* やること:
[A] 読む文章によると、筆者が今回のアルバムを買うかどうか迷ったのはなぜか。
[B] 次の(i)〜(iii)が読む文章の内容と合っているかを判断し、それぞれ「はい」か「いいえ」で答えてください。根拠となる読む文章の語句も、そのまま引用して添えること。
(i) 筆者は前作の『REFLECTION』が好きだった。
(ii) 筆者はミスチルが大好きな人の意見を聞いた後も、購入をしばらく迷い続けた。
(iii) 筆者はアメトーークを観て、ミスチルを改めて聴きたくなった。

* 読む文章:
★ ★ ★ ★

は?こいつは何を言ってるんだ?そこを質問するのか?
大阪なおみに「古い日本人像がうんたらかんたら」と質問する記者か?

…などと一瞬考えたりもするんだけど、
よくよく考えればこれって結構ナチュラルな疑問なかもしれない。

きっと若い世代が抱いている”ロックバンド”のイメージって
もっとガチャガチャしててフェスでウェーイ出来るバンドであって、
ミスチル辺りはもうロックという印象ではない、J-POPなんだろう。


さて、そんなミスチルさんの最新作『重力と呼吸』が出た。

正直、今回のアルバムは買うかどうか迷った
既に公開されていたリード曲『Your Song』が
あまり俺の好みでは無かったのだ。



でも前作の『REFLECTION』は好きだったので
あの路線なら買いたいなぁとも思っていたのだ。

で、ミスチルが大好きな人に新作アルバムどうですかーって訊いたら
「前作が好きなら好きになると思う」と言われたので
すぐに人に流されるタイプの俺はあっさりと購入を決めた。
きっと俺はそのうちオレオレ詐欺とかに引っかかると思う。

あとアメトーークのミスチル大好き芸人観て
ミスチルを改めて聴きたくなったのもある。
あの番組とジャパネットたかたは害悪だ。
俺みたいな意志薄弱人間に多大な影響を与えてきやがる。
しかしチャンカワイのミスチル愛はガチで凄いな…。

★ ★ ★ ★

* 資料:
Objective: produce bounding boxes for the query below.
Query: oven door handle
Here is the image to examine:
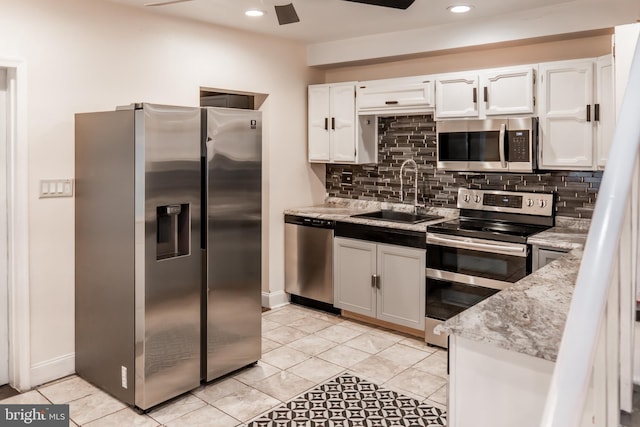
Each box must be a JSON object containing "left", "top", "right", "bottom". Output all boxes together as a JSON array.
[{"left": 427, "top": 233, "right": 527, "bottom": 257}]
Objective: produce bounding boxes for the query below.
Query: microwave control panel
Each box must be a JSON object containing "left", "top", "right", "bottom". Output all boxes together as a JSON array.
[{"left": 507, "top": 130, "right": 531, "bottom": 162}]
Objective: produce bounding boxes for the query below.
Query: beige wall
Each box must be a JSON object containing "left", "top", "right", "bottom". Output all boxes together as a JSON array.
[
  {"left": 325, "top": 31, "right": 613, "bottom": 83},
  {"left": 0, "top": 0, "right": 324, "bottom": 386}
]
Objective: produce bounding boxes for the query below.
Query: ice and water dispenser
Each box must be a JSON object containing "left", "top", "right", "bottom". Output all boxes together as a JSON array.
[{"left": 156, "top": 203, "right": 191, "bottom": 260}]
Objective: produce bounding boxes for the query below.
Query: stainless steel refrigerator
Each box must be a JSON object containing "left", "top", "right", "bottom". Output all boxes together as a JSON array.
[
  {"left": 202, "top": 108, "right": 262, "bottom": 381},
  {"left": 75, "top": 104, "right": 261, "bottom": 410}
]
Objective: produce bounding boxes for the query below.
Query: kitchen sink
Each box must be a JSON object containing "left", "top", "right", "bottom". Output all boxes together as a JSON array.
[{"left": 351, "top": 209, "right": 443, "bottom": 224}]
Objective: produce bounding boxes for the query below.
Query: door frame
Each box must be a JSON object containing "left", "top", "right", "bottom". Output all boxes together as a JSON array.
[{"left": 0, "top": 57, "right": 31, "bottom": 391}]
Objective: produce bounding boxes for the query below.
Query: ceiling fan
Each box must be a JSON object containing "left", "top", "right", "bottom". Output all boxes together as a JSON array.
[{"left": 145, "top": 0, "right": 415, "bottom": 25}]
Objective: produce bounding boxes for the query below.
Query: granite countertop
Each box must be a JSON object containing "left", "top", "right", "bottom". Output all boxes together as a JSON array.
[
  {"left": 435, "top": 221, "right": 588, "bottom": 362},
  {"left": 284, "top": 197, "right": 458, "bottom": 232},
  {"left": 527, "top": 225, "right": 588, "bottom": 251},
  {"left": 284, "top": 198, "right": 589, "bottom": 361}
]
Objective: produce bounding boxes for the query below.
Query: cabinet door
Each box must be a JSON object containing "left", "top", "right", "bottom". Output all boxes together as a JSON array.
[
  {"left": 308, "top": 85, "right": 331, "bottom": 162},
  {"left": 377, "top": 244, "right": 426, "bottom": 330},
  {"left": 357, "top": 76, "right": 435, "bottom": 114},
  {"left": 480, "top": 67, "right": 535, "bottom": 116},
  {"left": 539, "top": 60, "right": 594, "bottom": 170},
  {"left": 333, "top": 237, "right": 376, "bottom": 317},
  {"left": 329, "top": 83, "right": 356, "bottom": 162},
  {"left": 594, "top": 55, "right": 616, "bottom": 169},
  {"left": 436, "top": 74, "right": 478, "bottom": 119}
]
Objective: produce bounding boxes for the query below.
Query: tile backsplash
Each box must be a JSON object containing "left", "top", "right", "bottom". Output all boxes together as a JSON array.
[{"left": 326, "top": 115, "right": 602, "bottom": 218}]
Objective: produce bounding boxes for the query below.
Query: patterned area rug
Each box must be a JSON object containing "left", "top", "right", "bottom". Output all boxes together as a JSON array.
[{"left": 247, "top": 374, "right": 447, "bottom": 427}]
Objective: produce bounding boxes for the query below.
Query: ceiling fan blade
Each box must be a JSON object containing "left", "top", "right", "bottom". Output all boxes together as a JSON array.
[
  {"left": 274, "top": 3, "right": 300, "bottom": 25},
  {"left": 144, "top": 0, "right": 192, "bottom": 6},
  {"left": 345, "top": 0, "right": 415, "bottom": 9}
]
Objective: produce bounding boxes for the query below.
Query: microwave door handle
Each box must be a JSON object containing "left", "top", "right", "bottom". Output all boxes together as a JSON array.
[{"left": 498, "top": 123, "right": 507, "bottom": 169}]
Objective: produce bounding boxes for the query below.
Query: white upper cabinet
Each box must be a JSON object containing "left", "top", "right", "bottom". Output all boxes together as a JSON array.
[
  {"left": 594, "top": 55, "right": 616, "bottom": 169},
  {"left": 357, "top": 76, "right": 435, "bottom": 115},
  {"left": 480, "top": 66, "right": 535, "bottom": 116},
  {"left": 436, "top": 73, "right": 478, "bottom": 120},
  {"left": 308, "top": 85, "right": 332, "bottom": 162},
  {"left": 308, "top": 82, "right": 377, "bottom": 163},
  {"left": 435, "top": 66, "right": 535, "bottom": 120},
  {"left": 539, "top": 55, "right": 615, "bottom": 170}
]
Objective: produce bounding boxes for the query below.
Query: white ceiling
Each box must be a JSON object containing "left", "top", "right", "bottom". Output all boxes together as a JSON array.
[
  {"left": 106, "top": 0, "right": 640, "bottom": 65},
  {"left": 104, "top": 0, "right": 592, "bottom": 43}
]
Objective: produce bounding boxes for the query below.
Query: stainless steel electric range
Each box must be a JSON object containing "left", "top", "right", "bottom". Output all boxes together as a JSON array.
[{"left": 425, "top": 188, "right": 555, "bottom": 347}]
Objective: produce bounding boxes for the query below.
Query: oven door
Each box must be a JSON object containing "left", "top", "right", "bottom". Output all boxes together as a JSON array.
[
  {"left": 424, "top": 276, "right": 500, "bottom": 348},
  {"left": 436, "top": 120, "right": 509, "bottom": 172},
  {"left": 427, "top": 233, "right": 531, "bottom": 289},
  {"left": 426, "top": 276, "right": 500, "bottom": 321}
]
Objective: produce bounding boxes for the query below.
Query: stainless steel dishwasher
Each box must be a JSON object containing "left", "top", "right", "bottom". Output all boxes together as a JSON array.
[{"left": 284, "top": 215, "right": 335, "bottom": 308}]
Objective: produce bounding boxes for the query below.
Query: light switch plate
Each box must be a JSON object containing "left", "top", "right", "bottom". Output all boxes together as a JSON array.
[{"left": 40, "top": 179, "right": 73, "bottom": 199}]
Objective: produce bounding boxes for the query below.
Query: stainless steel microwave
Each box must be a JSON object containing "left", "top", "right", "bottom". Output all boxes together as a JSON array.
[{"left": 436, "top": 117, "right": 538, "bottom": 172}]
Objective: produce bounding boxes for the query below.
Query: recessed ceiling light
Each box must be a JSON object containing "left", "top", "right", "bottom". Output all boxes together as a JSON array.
[
  {"left": 244, "top": 9, "right": 264, "bottom": 17},
  {"left": 447, "top": 4, "right": 471, "bottom": 13}
]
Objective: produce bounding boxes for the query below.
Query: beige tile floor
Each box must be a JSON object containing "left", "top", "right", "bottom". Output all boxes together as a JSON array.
[{"left": 0, "top": 305, "right": 447, "bottom": 427}]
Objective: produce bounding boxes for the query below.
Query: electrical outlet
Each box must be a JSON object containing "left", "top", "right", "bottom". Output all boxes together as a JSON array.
[
  {"left": 120, "top": 366, "right": 127, "bottom": 388},
  {"left": 341, "top": 172, "right": 353, "bottom": 185}
]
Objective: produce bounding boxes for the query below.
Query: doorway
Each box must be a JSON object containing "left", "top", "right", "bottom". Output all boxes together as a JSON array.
[
  {"left": 0, "top": 68, "right": 9, "bottom": 386},
  {"left": 0, "top": 57, "right": 31, "bottom": 391}
]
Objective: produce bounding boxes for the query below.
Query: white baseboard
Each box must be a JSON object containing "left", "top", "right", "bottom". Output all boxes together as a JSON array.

★ ★ ★ ★

* 各問の答え:
[A] 既に公開されていたリード曲『Your Song』があまり筆者の好みではなかったから。

[B]
(i) はい。「前作の『REFLECTION』は好きだった」
(ii) いいえ。「あっさりと購入を決めた」
(iii) はい。「ミスチルを改めて聴きたくなった」